### Task instructions
Lay out the entries below as a numbered list, leaving out any blank lines.

-- BEGIN --

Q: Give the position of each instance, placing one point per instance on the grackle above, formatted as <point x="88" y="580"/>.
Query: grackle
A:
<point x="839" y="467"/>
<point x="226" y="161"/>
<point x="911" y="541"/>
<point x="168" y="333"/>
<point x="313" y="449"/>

-- END --

### Correct answer
1. Q: Give the position of each instance, placing one point per instance on the grackle above, formatted as <point x="88" y="580"/>.
2. Query: grackle
3. A:
4. <point x="839" y="467"/>
5. <point x="226" y="161"/>
6. <point x="911" y="541"/>
7. <point x="168" y="333"/>
8. <point x="313" y="449"/>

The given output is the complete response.